Indian essayist, linguist and poet

Karattuparambil Achuthan Jayaseelan (born 27 July 1940) is an Indian linguist, essayist and a poet of Malayalam literature. He is known for his poems characterized by philosophical thoughts and his contributions to the linguistics of South Indian languages.

==Biography==
Jayaseelan was born on 27 July 1940 to K. R. Achuthan, a lawyer and Umbooli, a school teacher and the eldest daughter of Mithavaadi Krishnan. His early education was at Basel Mission School and the Government Ganapat School, Feroke after which he did his college education at Farook College and Madras Christian College to earn an MA (1960) and MLitt (1963) in English literature. Subsequently, he secured a doctoral degree in English literature from Visva-Bharati University in 1970. His career as an English teacher spanned across several institutions such as Madras Christian College, PSG College of Arts and Science, Coimbatore, St. Thomas College, Thrissur and Regional college of Education, Bhopal, till he settled at the Central Institute of English Foreign Languages as a lecturer in 1970 and by the time he retired from service, it had been upgraded as the present-day English and Foreign Languages University. In between, he earned a master's degree in linguistics from Lancaster University in 1973 and a doctoral degree from Simon Fraser University in 1980. He continues his association past his superannuation as an adjunct faculty of linguistics.

Jayaseelan is married to Amritavalli, an academic, co-author of one of his books and his colleague and the couple have two children, Annapoorna and Maitreyi.

== Legacy ==
Jayaseelan's poetry is noted for its intense philosophical overtone, often presented in a witty manner. The first of his poetry anthologies was published in 1986 under the title, Aarohanam. This was followed by a number of anthologies which include Kavithakal (1997), Jayaseelante Kavithakal (2008), Viswaroopan (2013) and Aamayum Kaalavum (2015). His contributions in linguistics are marked by a leaning towards the generative grammar of Noam Chomsky. He has published many essays on linguistics and Parametric studies in Malayalam syntax is one of his studies published under CIEFL Akshara series. He serves as an editorial board member of the Linguistic Analysis, an international journal published by the University of Washington and dedicated to publishing contents in phonology, morphology, syntax and semantics. He is also an editorial board member of Syntax, a Wiley journal.

• Task instructions:
a – Reproduce the part of the Jayaseelan biography that begins at the words "Indian essayist, linguist" and stops after "South Indian languages.".
b – List the titles of all the poetry anthologies named in the Jayaseelan biography.
c – Pick up the Jayaseelan biography after its final sentence and continue writing it.
The entries after this point come from a separate source.

(Stored dataset items)

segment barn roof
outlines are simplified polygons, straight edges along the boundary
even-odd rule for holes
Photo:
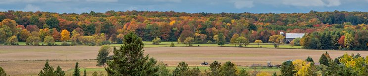
[[[285,38],[302,38],[303,36],[304,36],[304,33],[286,33]]]

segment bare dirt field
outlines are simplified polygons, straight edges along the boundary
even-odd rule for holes
[[[65,60],[95,59],[100,47],[96,46],[0,46],[0,66],[12,76],[37,75],[43,67],[45,61],[37,60],[64,60],[51,61],[54,67],[60,65],[64,70],[70,70],[76,62],[83,68],[96,67],[95,60]],[[156,47],[145,48],[145,54],[163,61],[169,66],[185,61],[190,66],[199,66],[203,61],[221,63],[230,61],[245,66],[253,64],[281,64],[290,59],[305,59],[312,57],[317,62],[321,55],[328,52],[333,58],[348,54],[368,55],[368,51],[316,50],[305,49],[237,48],[223,47]],[[30,61],[24,61],[24,60]],[[21,61],[15,61],[21,60]],[[103,69],[102,69],[103,70]]]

• Written answers:
a –
Indian essayist, linguist and poet

Karattuparambil Achuthan Jayaseelan (born 27 July 1940) is an Indian linguist, essayist and a poet of Malayalam literature. He is known for his poems characterized by philosophical thoughts and his contributions to the linguistics of South Indian languages.

b –
Aarohanam
Kavithakal
Jayaseelante Kavithakal
Viswaroopan
Aamayum Kaalavum

c –
== Awards and recognition ==
"Language in India", a UGC approved linguistics journal, issued a festschrift on Jayaseelan in 2003 where many of his linguistics theories in Malayalam have been discussed. Four years later, another festschrift was published on him under the title, Linguistic Theory and South Asian Languages, Essays in honour of K. A. Jayaseelan which termed Jayaseelan as one of present-day India’s most influential linguists. In 2012, he received the inaugural V.T. Kumaran Foundation Award.
Kerala Sahitya Akademi lifetime achievement award November 2022

== Bibliography ==
=== Poetry ===
- Jayaseelan, K. A. (1986). "Aarohanam"
- Jayaseelan, K. A. (1997). "Kavithakal"
- Jayaseelan, K. A. (2008). "Jayaśīlant̲e kavitakaḷ"
- Jayaseelan, K. A. (2013). "Viswaroopan"
- Jayaseelan, K. A. (2015). "Āmayuṃ kālavuṃ"

=== Linguistics ===
- A., Jayaseelan, K. (1999). "Parametric studies in Malayalam syntax"
- Jayaseelan, K. A. (2005). "Issues in Chomskyan linguistics"
- K A Jayaseelan; R Amritavalli (2018). "Dravidian syntax and universal grammar"

=== Essays on Linguistics ===
- Jayaseelan, K. A. (2018). "Topic, Focus and Adverb Positions in Clause Structure"
- Jayaseelan, K. A. (2001). "IP-internal topic and focus phrases"
- Jayaseelan, K. A. (2001). "Questions and Question-word Incorporating Quantifiers in Malayalam"
- Jayaseelan, K.A. (1997). "Anaphors as Pronouns"

==See also==
- Theoretical linguistics
- Binding (linguistics)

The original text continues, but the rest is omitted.